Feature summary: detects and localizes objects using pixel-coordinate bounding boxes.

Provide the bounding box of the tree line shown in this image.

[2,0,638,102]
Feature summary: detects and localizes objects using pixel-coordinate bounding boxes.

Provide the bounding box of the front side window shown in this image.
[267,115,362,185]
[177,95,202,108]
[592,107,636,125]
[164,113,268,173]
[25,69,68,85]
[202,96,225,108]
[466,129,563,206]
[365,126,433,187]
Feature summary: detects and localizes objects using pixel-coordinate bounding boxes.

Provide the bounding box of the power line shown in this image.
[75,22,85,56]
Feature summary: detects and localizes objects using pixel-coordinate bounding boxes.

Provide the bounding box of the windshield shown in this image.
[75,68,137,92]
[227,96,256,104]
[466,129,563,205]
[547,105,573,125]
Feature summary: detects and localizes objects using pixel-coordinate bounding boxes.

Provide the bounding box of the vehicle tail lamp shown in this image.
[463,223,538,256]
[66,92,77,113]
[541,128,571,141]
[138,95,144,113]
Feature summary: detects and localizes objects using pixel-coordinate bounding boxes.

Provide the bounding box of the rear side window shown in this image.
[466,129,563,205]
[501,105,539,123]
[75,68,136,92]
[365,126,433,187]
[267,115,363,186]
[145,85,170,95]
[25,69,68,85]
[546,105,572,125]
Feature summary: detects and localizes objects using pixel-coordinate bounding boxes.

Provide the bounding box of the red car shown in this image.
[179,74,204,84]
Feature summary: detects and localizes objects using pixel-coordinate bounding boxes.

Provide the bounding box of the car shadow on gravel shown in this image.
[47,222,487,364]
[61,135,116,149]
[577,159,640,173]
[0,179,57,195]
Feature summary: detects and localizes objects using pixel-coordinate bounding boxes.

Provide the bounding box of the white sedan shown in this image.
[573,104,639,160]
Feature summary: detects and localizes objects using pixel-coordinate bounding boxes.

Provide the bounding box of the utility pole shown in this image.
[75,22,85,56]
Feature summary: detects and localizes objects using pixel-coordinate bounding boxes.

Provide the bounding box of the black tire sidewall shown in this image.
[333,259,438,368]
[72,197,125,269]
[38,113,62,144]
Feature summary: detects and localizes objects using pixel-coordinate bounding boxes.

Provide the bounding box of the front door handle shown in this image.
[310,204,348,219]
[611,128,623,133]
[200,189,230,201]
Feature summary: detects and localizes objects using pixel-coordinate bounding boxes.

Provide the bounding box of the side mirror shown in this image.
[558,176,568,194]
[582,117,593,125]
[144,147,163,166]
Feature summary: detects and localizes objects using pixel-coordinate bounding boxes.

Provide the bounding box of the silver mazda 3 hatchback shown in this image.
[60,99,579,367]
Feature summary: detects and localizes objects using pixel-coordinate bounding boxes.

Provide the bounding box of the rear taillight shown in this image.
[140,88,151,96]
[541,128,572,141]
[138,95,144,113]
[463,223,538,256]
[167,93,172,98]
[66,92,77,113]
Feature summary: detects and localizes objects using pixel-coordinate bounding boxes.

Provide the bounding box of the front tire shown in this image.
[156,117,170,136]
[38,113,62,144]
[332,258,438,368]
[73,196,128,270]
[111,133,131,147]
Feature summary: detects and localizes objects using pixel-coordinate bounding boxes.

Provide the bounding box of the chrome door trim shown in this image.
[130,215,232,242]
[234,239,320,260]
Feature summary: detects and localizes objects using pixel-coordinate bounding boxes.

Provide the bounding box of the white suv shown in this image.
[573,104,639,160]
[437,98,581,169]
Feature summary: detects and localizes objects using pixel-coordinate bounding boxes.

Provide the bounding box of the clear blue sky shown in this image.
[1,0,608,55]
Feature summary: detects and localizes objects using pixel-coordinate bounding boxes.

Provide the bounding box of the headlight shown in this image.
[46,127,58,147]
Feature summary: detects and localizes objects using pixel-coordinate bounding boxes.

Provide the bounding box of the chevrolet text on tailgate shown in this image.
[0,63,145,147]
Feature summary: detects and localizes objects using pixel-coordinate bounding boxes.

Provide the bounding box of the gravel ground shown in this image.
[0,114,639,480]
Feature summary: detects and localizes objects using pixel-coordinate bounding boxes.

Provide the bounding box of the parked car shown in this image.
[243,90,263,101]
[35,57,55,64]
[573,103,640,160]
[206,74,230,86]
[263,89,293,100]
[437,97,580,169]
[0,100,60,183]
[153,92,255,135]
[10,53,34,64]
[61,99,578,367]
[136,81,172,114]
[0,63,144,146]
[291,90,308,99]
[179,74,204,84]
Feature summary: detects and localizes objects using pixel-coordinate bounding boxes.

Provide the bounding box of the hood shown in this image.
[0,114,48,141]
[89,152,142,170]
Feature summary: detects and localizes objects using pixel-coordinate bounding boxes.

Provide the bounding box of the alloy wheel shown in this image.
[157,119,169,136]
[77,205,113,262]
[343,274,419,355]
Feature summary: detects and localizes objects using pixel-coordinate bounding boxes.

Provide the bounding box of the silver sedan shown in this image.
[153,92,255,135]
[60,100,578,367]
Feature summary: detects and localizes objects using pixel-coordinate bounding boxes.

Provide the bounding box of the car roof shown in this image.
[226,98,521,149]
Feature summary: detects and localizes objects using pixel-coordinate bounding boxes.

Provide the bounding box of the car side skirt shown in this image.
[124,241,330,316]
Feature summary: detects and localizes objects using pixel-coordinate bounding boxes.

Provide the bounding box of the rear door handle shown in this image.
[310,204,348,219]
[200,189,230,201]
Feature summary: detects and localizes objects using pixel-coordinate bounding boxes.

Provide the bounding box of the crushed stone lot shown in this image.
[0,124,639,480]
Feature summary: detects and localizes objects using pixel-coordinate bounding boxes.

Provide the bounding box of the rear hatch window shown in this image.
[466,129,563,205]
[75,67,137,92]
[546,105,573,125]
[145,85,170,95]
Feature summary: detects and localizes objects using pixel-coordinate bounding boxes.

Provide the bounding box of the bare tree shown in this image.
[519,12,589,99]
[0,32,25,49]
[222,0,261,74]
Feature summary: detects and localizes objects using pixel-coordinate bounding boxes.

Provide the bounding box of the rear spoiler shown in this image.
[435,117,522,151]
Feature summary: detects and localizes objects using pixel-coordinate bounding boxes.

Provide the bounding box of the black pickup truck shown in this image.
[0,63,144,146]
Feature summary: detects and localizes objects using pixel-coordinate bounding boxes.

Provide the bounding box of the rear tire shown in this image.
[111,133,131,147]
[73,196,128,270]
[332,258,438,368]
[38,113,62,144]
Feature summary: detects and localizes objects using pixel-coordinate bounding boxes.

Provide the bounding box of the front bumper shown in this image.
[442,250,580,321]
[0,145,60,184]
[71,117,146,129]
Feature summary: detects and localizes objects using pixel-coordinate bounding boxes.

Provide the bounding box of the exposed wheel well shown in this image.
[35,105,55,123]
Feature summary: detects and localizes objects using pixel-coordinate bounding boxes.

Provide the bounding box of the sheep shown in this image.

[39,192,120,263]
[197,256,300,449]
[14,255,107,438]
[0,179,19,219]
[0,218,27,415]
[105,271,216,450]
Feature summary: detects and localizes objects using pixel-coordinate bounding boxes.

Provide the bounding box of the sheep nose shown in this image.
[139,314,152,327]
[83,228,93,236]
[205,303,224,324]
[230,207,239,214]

____________________

— WHAT IS EXPECTED —
Retype each record. Keep every character as it is.

— RESULT —
Feature summary: detects and localizes objects using pixel-coordinate bounding boxes.

Provide the bounding box of the tree line shown in this image.

[2,0,638,102]
Feature summary: detects and localizes objects using pixel-coordinate bounding boxes.

Provide the bounding box of the front side window shown in this image.
[267,115,362,185]
[177,95,202,108]
[592,107,636,125]
[164,113,268,173]
[25,69,68,85]
[202,96,225,108]
[466,129,563,206]
[365,126,433,187]
Feature summary: detects and localizes objects using pixel-coordinate bounding boxes.

Provide the bounding box of the power line shown in this image.
[75,22,85,56]
Feature summary: detects and localizes objects using pixel-coordinate bounding boxes.

Provide the bounding box of the windshield shown in this image.
[75,68,137,92]
[227,96,256,104]
[466,129,563,205]
[547,105,573,125]
Feature summary: detects and localizes objects using pixel-coordinate bounding boxes.

Provide the bounding box of the vehicle tail lamp shown in this image.
[463,223,538,256]
[66,92,77,113]
[541,128,571,141]
[138,95,144,113]
Feature summary: detects and localizes objects using pixel-coordinate bounding boxes.

Provide the bounding box of the rear side window shown in this image.
[466,129,563,205]
[501,105,539,123]
[75,68,136,92]
[365,126,433,187]
[267,115,363,186]
[145,85,170,95]
[25,69,68,85]
[546,105,572,125]
Feature summary: detects and localizes objects using pixel-coordinate bounding boxes.

Provide the bounding box of the red car shown in this image.
[179,74,204,84]
Feature summary: detects and localizes objects using pixel-coordinate bounding boxes.

Provide the bounding box of the car shadow on gravel shown in this image.
[47,222,487,364]
[61,135,116,149]
[577,159,640,173]
[0,179,57,195]
Feature summary: detects and localizes objects using pixel-coordinate bounding boxes.

Provide the bounding box of the white sedan shown in this image.
[573,104,639,160]
Feature summary: detects and localizes objects using pixel-coordinate bounding boxes.

Provide the bounding box of the utility pole shown in this image.
[75,22,85,56]
Feature summary: detects and localizes objects using pixel-coordinate bounding boxes.

Provide the bounding box of the black tire sidewall shown in this image.
[333,259,438,368]
[72,197,125,269]
[38,113,62,144]
Feature summary: detects and localizes objects using pixel-coordinate bounding boxes.

Provide the bounding box of the front door handle shown in this image.
[310,204,348,219]
[611,128,623,133]
[200,189,230,201]
Feature summary: detects and localizes objects using pixel-coordinate bounding boxes.

Provide the bounding box of the side mirror shown in this image.
[558,176,568,194]
[582,117,593,125]
[144,147,163,166]
Feature summary: detects and localizes objects using pixel-coordinate bounding boxes.

Provide the bounding box of the silver mazda 3 hatchback shown in this image.
[60,99,579,367]
Feature summary: detects and localizes objects using pixel-coordinate bounding boxes.

Provide the bounding box of the rear taillight shown in this image.
[140,88,151,96]
[541,128,572,141]
[138,95,144,113]
[463,223,538,256]
[167,93,172,98]
[66,92,77,113]
Feature summary: detects and localizes objects using pixel-coordinate bounding boxes.

Provide the bounding box of the front tire shown in this image.
[156,117,170,136]
[38,113,62,144]
[332,258,438,368]
[73,196,128,270]
[111,133,131,147]
Feature summary: detects and localizes objects using pixel-coordinate bounding boxes.

Provide the bounding box of the chrome door trim shown in this image.
[130,215,232,242]
[234,239,320,260]
Feature summary: detects and localizes objects using pixel-coordinate bounding boxes.

Provide the bounding box of the white suv shown in this image.
[573,104,639,160]
[437,98,581,169]
Feature summary: detects and localizes objects using pixel-coordinate bounding boxes.

Provide the bounding box of the clear blue sky shown in this image.
[1,0,608,55]
Feature summary: detects and localizes objects using pixel-coordinate bounding boxes.

Provide the bounding box of the headlight shown in this image.
[46,127,58,147]
Feature summary: detects and localizes objects using pixel-coordinate bounding boxes.

Provide the bounding box of the chevrolet text on tailgate shown in this image.
[0,63,145,147]
Feature summary: detects and localizes objects using pixel-coordinate bounding boxes.

Provide the bounding box of the gravel ground shown in this image.
[0,114,639,480]
Feature summary: detects and localizes objects using pixel-coordinate bounding boxes.

Provide the bounding box of the parked car shown in this image.
[243,90,263,101]
[35,57,55,64]
[573,103,640,160]
[206,74,230,86]
[263,89,293,100]
[437,97,580,169]
[0,100,60,183]
[153,92,255,135]
[10,53,34,64]
[61,99,578,367]
[136,81,172,114]
[0,63,144,146]
[291,90,308,99]
[179,74,204,84]
Feature summary: detects and localizes objects using pixel-coordinate bounding boxes.

Provide the bounding box of the hood shown in this image.
[0,114,48,141]
[89,152,142,170]
Feature summary: detects and localizes objects using pixel-coordinate bounding boxes.

Provide the bounding box of the alloy wheel shown in this image.
[157,119,169,136]
[77,205,113,262]
[343,274,419,355]
Feature summary: detects and localizes objects using pixel-coordinate bounding boxes.

Provide the bounding box of the silver sedan shown in this image.
[153,92,255,135]
[60,100,578,367]
Feature summary: detects and localizes objects using pixel-coordinate bounding boxes.

Provide the bounding box of the car roof shown in this image.
[226,98,521,149]
Feature summary: detects and localizes objects using pixel-coordinate bounding boxes.

Provide the bounding box of the car side skirt shown in this image.
[124,241,330,316]
Feature summary: detects and localizes objects using pixel-coordinate bounding boxes.

Provide the bounding box of the rear door handle shown in this image.
[310,204,348,219]
[200,189,230,201]
Feature summary: detects and localizes objects using pixel-coordinate bounding boxes.

Provide the bounding box of the crushed stone lot shown in this image.
[0,124,639,480]
Feature summary: detects and localizes objects using pixel-coordinate bounding boxes.

Provide the bounding box of the rear hatch window shown in this image.
[466,129,563,205]
[75,67,137,92]
[546,105,573,125]
[145,85,170,95]
Feature summary: detects and localizes objects using pixel-coordinate bounding boxes.

Provide the bounding box of the bare tree shown in this image.
[519,12,589,99]
[0,32,25,49]
[222,0,261,74]
Feature summary: detects and localizes objects using pixel-coordinate bounding boxes.

Provide the bounding box of the rear spoiler shown in this image.
[435,117,522,151]
Feature summary: detects and localizes objects using pixel-coordinate bounding boxes.

Provide the bounding box of the black pickup truck shown in this image.
[0,63,144,146]
Feature summary: detects and localizes objects using pixel-coordinate bounding boxes.

Provide the bounding box of the rear tire shown in this image.
[111,133,131,147]
[73,196,128,270]
[332,258,438,368]
[38,113,62,144]
Feature summary: detects and localizes objects using pixel-coordinate bounding boxes.

Provide the bounding box of the front bumper shown in this image.
[442,250,580,321]
[0,145,60,184]
[71,117,146,129]
Feature summary: detects and localizes objects using pixel-coordinate bounding boxes.

Provide the bounding box of the exposed wheel well shown in this image.
[35,105,55,123]
Feature summary: detects and localizes objects using pixel-coordinate bounding boxes.

Provide the bounding box of the sheep shown in this image.

[39,192,120,263]
[197,256,300,449]
[14,255,107,438]
[0,179,19,219]
[0,218,27,415]
[105,271,216,450]
Feature summary: detects and localizes objects using pixel-coordinate bounding boxes.

Provide the bounding box of the sheep nose shown in this image.
[139,314,152,327]
[83,228,93,236]
[205,303,224,324]
[230,207,239,214]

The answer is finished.